··· DOCUMENT SEGMENT

Atheists Seeking Asylum is a Growing Phenomenon — And it’s Crucial We Take Notice

by Kate Harveston

It cannot be denied that Christianity still dictates a lot of what goes on in America. Of course, knowing this isn’t the whole truth — not when evangelicals seem to have divided themselves neatly into two camps:

  • Fundamentalist Conservative Christians who somehow believe Christianity and political conservatism are compatible.
  • Christian-Humanists who obey the Bible as they interpret it, by which we mean they’ve “evolved” on certain issues like marriage equality, birth control and women being eligible for priesthood.

Both groups are a seriously commanding presence in public and civic life in the U.S. As a result, it’s hard to believe there’s still a critical mass of Christians who believe their religion is “under unprecedented attack.” Indeed — recent polls of Christian Americans indicate a huge 80 percent majority believe Christianity is the “most persecuted” religion in the United States.

In any case, Christianity’s de-facto hegemony in North America and Europe for most of the last two thousand years has caused many to turn a blind eye to actual persecution when it appears.

In many countries, some Islamic and some not, atheists are regularly executed in public places for the crime of practicing skepticism. This is real persecution of a kind vanishingly few living American citizens, Christians or otherwise, can fully imagine.

Atheism has emerged in the spotlight at a time when the world faces an unprecedented migrant crisis on multiple fronts. People aren’t just fleeing war and famine — they’re also fleeing the very real threat of execution based solely on their beliefs.

Asylum for Open Minds

Recent years have seen a rising number of atheists fleeing Islamic countries in fear of their lives, but they often find themselves without moral or legal support. Asylum cases are usually decided on a case-by-case basis, meaning when these fleeing atheists arrive in their would-be foster countries and tell their stories about death threats, mutilations, public executions and other grotesqueries back home, they’re often not taken seriously.

It’s not hard to understand why. When one is born into a place of religious and social superiority, it’s difficult to imagine others’ hardships with real clarity. Consequently, these asylum-seekers are often turned away.

The problem, if you can believe it, is partially a bureaucratic one.

To better understand what we mean, and to put a face to this humanitarian crisis, consider the story of Mina Ahadi, who grew up in Iran and eventually went on to lead the Central Council of Former Muslims in Germany. She and her husband were both sentenced to death by the Iranian government in 1980 for protesting Islamic rule there. Her husband was executed. Ahadi escaped to Germany and has been fighting to expand asylum laws for immigrants of all kinds ever since.

 

What Keeps Atheists from Successfully Pleading for Asylum?

Ahadi says the problem is twofold.

First, it’s the filter bubble and perception problem we mentioned above. Call it an institutional-level lack of empathy from the Western World, which has spent hundreds of years with its principle religion largely unchallenged within its borders. A recent Pew survey determined 80 percent of American adults believe in God. Of these, 56 percent believe in the God of the Christian Bible, specifically.

Just 19 percent claimed no belief in God. This cohort was split down the middle between believing in non-specific “higher spiritual forces” and not believing in anything spiritual whatever.

Being vastly outnumbered in this way is not a death sentence in America — but it absolutely can be elsewhere in the world.

······

STATED GOAL:
Rewrite the article on atheists seeking asylum between "The problem, if" and "kinds ever since.", inclusive, replacing "humanitarian crisis" with "human rights crisis".

··· SOURCE DATA

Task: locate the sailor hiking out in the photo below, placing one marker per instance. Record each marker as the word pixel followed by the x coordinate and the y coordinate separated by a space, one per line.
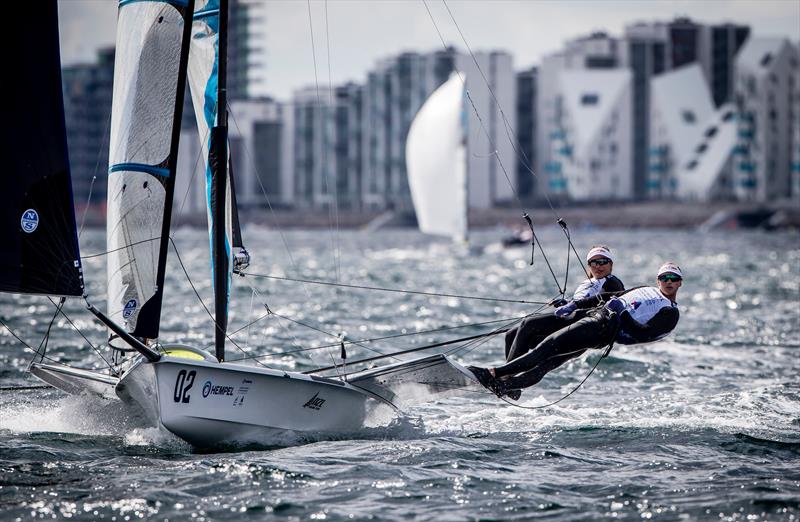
pixel 640 315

······

SOLUTION FOR THIS PROBLEM:
The problem, if you can believe it, is partially a bureaucratic one.

To better understand what we mean, and to put a face to this human rights crisis, consider the story of Mina Ahadi, who grew up in Iran and eventually went on to lead the Central Council of Former Muslims in Germany. She and her husband were both sentenced to death by the Iranian government in 1980 for protesting Islamic rule there. Her husband was executed. Ahadi escaped to Germany and has been fighting to expand asylum laws for immigrants of all kinds ever since.